> Requisitos de la tarea
Copia el tramo del texto sobre el oficio de escribir que va de "2) La primera" a "sacrificar al loro.", y cambia "loro" por "papagayo".

1) Las ganas de escribir vienen escribiendo. Es inútil esperar el
instante perfecto en que todos los problemas han desaparecido y solo
existe el deseo compulsivo de escribir: ese instante no existe. En general, uno
se sienta a escribir venciendo cierta resistencia —salir del estado de ocio no
es natural—, uno oficia ciertos ritos dilatorios, uno por fin, con cierta
cautela, escribe. Y en algún momento uno tal vez descubre que está sumergido
hasta los pelos, que todos los problemas han desaparecido, y que no
existe otra cosa que el deseo compulsivo de escribir.
2) La primera versión de un texto es sólo un mal necesario. Suele
estar bien lejos de aquello completo e intenso que uno difusamente ha
concebido. Corregir no es otra cosa que ir encontrando a Moisés dentro del
bloque de mármol.
3) En literatura no existen sinónimos ni equivalencias: no es lo
mismo un rostro, que una cara, que una jeta, “Dijo que estaba harto” no
equivale a “—Estoy harto — dijo”. Aferrarse a una frase o una palabra
simplemente porque ha salido así del alma, es por lo menos un riesgo: el alma, a
veces, dicta obviedades. En Filosofía de la
composición, Poe cuenta que, durante la escritura de su poema El
cuervo, decidió que necesitaba un animal parlante para que
repitiera un leit motiv al final de cada estrofa. Y naturalmente el primer
animal que se le cruzó fue el loro. A veces conviene sacrificar al loro.
4) Ni la espontaneidad ni la velocidad son valores en literatura.
Tantear, tachar, descubrir nuevas posibilidades, equivocarse tantas veces como
haga falta, ir acercándose paso a paso al texto buscado: ese es el verdadero
acto creador. Lo otro es como estornudar.
5) Cuando se escribe, no hay que tenerles miedo a los sentimientos,
pero tampoco hay que tenerle miedo a la lucidez. Uno tiene tan pocas cualidades
que no veo razón para que se despoje de alguna de ellas para hacer literatura.
6) La realidad proporciona buenas situaciones pero no construye
obras artísticas. Tajear un hecho, distorsionarlo, cambiarle o anularle alguna
pieza, son atribuciones que un autor de ficciones puede tomarse sin ninguna
culpa. No es al acontecimiento real al que debe serle fiel sino a la luz
secreta que él descubrió en ese acontecimiento y lo tentó a escribir.

> Bloque de datos
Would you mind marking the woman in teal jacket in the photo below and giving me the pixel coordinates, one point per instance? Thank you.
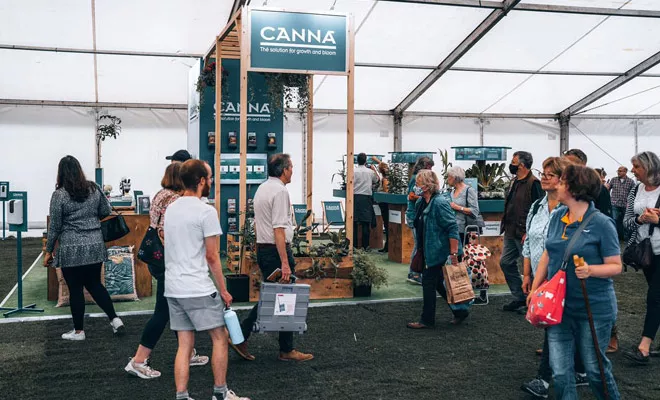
(437, 238)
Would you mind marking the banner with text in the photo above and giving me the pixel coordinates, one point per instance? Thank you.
(299, 41)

> Respuesta al ejercicio
2) La primera versión de un texto es sólo un mal necesario. Suele
estar bien lejos de aquello completo e intenso que uno difusamente ha
concebido. Corregir no es otra cosa que ir encontrando a Moisés dentro del
bloque de mármol.
3) En literatura no existen sinónimos ni equivalencias: no es lo
mismo un rostro, que una cara, que una jeta, “Dijo que estaba harto” no
equivale a “—Estoy harto — dijo”. Aferrarse a una frase o una palabra
simplemente porque ha salido así del alma, es por lo menos un riesgo: el alma, a
veces, dicta obviedades. En Filosofía de la
composición, Poe cuenta que, durante la escritura de su poema El
cuervo, decidió que necesitaba un animal parlante para que
repitiera un leit motiv al final de cada estrofa. Y naturalmente el primer
animal que se le cruzó fue el papagayo. A veces conviene sacrificar al papagayo.